**Enunciado da tarefa**
Pode reescrever o trecho do texto fornecido, começando em "Pode ser que" e seguindo até "formular como questão.", substituindo "coruja" por "ave"?

**Texto fornecido**
+===+
Pode ser que precisemos pensar Nagô, não pensar Tongshi, não pensar Bildung. Talvez não latim ou grego, mas a língua iorubá traga alguma referência nessa direção. Então, isso completa um pouco um certo infográfico que resume essa introdução. E é claro que com esses temas que foram trazidos aqui, dos estudos gerais, do que se chama de educação geral, ou as artes liberais como nas universidades americanas eles costumam pensar, e tendo essa efígie da coruja de Atena como uma referência da sabedoria. E pode ser o que esteja faltando. Eu vou entrar agora nos futuros possíveis. Numa discussão de como trabalhar essa questão. Ou pelo menos formular como questão.

 

E aí, é claro que a gente vai para uma referência de autores que são famosos no Ocidente, o Italo Calvino, o Edgar Morin... O Italo Calvino, só uma brincadeira aqui, voltando o Italo Calvino aqui, deixa eu voltar. O Italo Calvino fala de seis lições. Me perdoem aqui, a máquina tomou o comando nesse momento aqui o Italo Calvino fala de seis lições ou seis memorandos, que são esses aqui. O Edgar Morin menciona sete reformas, ou sete saberes. Ele é mais do sete. E, se a gente pode encaminhar, vamos avançando para uma discussão sobre a questão das máquinas. Eu posso dizer que essa consulta a essas figuras tem uma vertente que nós não precisamos trabalhar como uma referência de consulta, mais cultivando talvez uma certa formulação que estamos buscando construir até uma independência de pensamento. Ou reforçando, por mais avançados que sejam, do de vista ou pelo menos convergentes ou confluentes com o ponto de vista, digamos, de transformação da sociedade. E aí, tem toda uma discussão de transformação da sociedade em que direção. Na direção desse conjunto de informações que nos trazem um binarismo entre o global e o local que, de fato, tem uma realidade que muitas vezes é dura e crua, e que é tratada metaforicamente, e que na base disso tem essa imensa miséria, é um uma questão a ser de muitas maneiras traduzida como um diálogo que nós estamos buscando constituir e instituir.
+===+
**Material extraído**

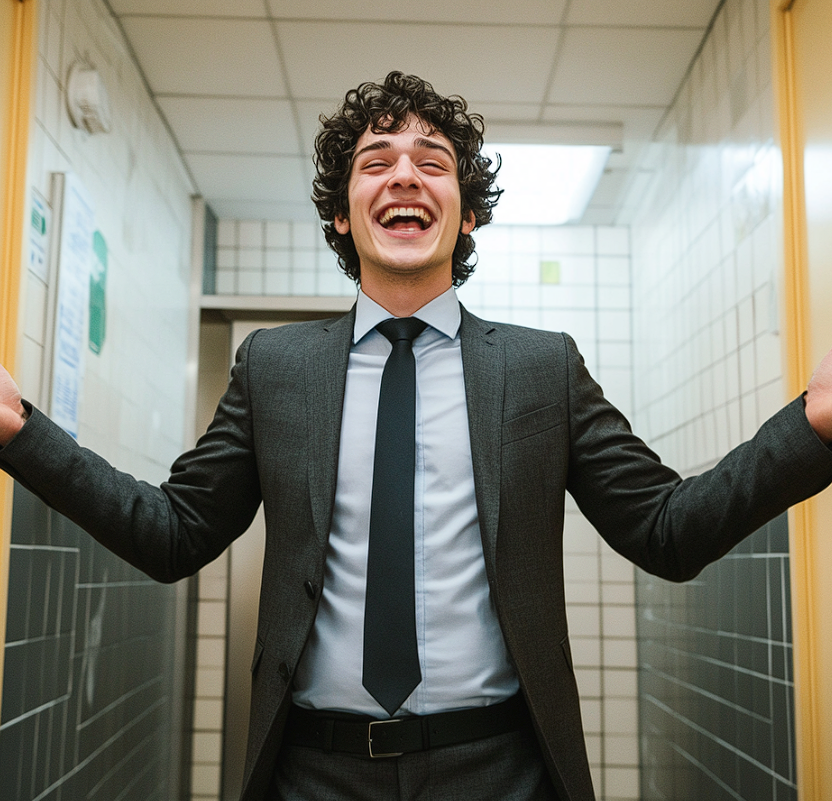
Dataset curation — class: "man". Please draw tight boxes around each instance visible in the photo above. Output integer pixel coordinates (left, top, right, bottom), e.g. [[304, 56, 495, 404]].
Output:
[[0, 73, 832, 801]]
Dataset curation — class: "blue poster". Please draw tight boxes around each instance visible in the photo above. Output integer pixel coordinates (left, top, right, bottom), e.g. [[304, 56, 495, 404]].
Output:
[[50, 173, 95, 438]]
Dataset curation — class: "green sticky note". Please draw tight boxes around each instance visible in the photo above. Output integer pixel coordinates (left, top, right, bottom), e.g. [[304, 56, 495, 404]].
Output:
[[540, 261, 560, 284]]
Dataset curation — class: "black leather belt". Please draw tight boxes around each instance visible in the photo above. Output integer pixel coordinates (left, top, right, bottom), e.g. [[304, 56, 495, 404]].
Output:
[[284, 693, 530, 759]]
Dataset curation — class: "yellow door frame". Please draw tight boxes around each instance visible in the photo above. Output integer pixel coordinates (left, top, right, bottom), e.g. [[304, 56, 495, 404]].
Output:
[[0, 0, 37, 720], [771, 0, 832, 801]]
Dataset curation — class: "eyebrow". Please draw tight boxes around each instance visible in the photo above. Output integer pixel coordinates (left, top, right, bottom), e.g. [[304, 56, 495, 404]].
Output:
[[352, 137, 456, 164]]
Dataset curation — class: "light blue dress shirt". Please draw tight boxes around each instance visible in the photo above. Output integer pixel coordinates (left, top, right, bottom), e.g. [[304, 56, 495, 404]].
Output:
[[293, 289, 519, 718]]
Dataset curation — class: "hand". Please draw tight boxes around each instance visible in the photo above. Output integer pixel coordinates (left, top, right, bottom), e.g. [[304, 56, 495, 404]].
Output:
[[806, 350, 832, 445], [0, 365, 26, 446]]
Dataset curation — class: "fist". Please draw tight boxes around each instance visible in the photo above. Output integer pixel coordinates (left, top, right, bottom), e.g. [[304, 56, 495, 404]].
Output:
[[0, 365, 26, 446], [806, 350, 832, 444]]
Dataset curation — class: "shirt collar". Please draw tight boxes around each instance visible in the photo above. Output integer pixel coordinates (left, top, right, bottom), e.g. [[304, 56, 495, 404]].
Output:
[[352, 287, 461, 343]]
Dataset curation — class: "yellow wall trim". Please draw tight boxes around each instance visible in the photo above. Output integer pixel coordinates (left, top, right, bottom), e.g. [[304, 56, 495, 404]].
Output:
[[0, 0, 37, 720], [771, 0, 832, 801]]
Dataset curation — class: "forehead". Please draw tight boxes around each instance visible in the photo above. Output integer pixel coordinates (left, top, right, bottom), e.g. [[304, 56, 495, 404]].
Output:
[[354, 117, 456, 162]]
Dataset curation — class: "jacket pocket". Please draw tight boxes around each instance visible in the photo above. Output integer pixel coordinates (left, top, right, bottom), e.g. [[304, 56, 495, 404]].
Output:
[[560, 636, 575, 673], [251, 637, 266, 673], [502, 403, 565, 445]]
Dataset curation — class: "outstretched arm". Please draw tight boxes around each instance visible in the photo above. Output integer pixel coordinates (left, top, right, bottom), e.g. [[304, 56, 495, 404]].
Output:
[[0, 364, 29, 447], [806, 350, 832, 445]]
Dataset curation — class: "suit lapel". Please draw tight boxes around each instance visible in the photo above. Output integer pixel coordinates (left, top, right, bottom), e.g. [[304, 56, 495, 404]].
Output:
[[460, 307, 505, 576], [306, 306, 355, 547]]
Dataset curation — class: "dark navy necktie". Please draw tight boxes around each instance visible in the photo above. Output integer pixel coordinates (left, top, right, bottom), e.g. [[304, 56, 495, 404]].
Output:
[[362, 317, 427, 715]]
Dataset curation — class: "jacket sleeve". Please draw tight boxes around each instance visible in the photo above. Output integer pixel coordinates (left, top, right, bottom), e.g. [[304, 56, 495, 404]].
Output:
[[0, 334, 261, 582], [564, 336, 832, 581]]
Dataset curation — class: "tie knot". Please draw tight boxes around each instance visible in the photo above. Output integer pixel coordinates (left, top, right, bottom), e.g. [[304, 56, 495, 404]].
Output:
[[376, 317, 428, 343]]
+===+
**Campo de resposta**
Pode ser que precisemos pensar Nagô, não pensar Tongshi, não pensar Bildung. Talvez não latim ou grego, mas a língua iorubá traga alguma referência nessa direção. Então, isso completa um pouco um certo infográfico que resume essa introdução. E é claro que com esses temas que foram trazidos aqui, dos estudos gerais, do que se chama de educação geral, ou as artes liberais como nas universidades americanas eles costumam pensar, e tendo essa efígie da ave de Atena como uma referência da sabedoria. E pode ser o que esteja faltando. Eu vou entrar agora nos futuros possíveis. Numa discussão de como trabalhar essa questão. Ou pelo menos formular como questão.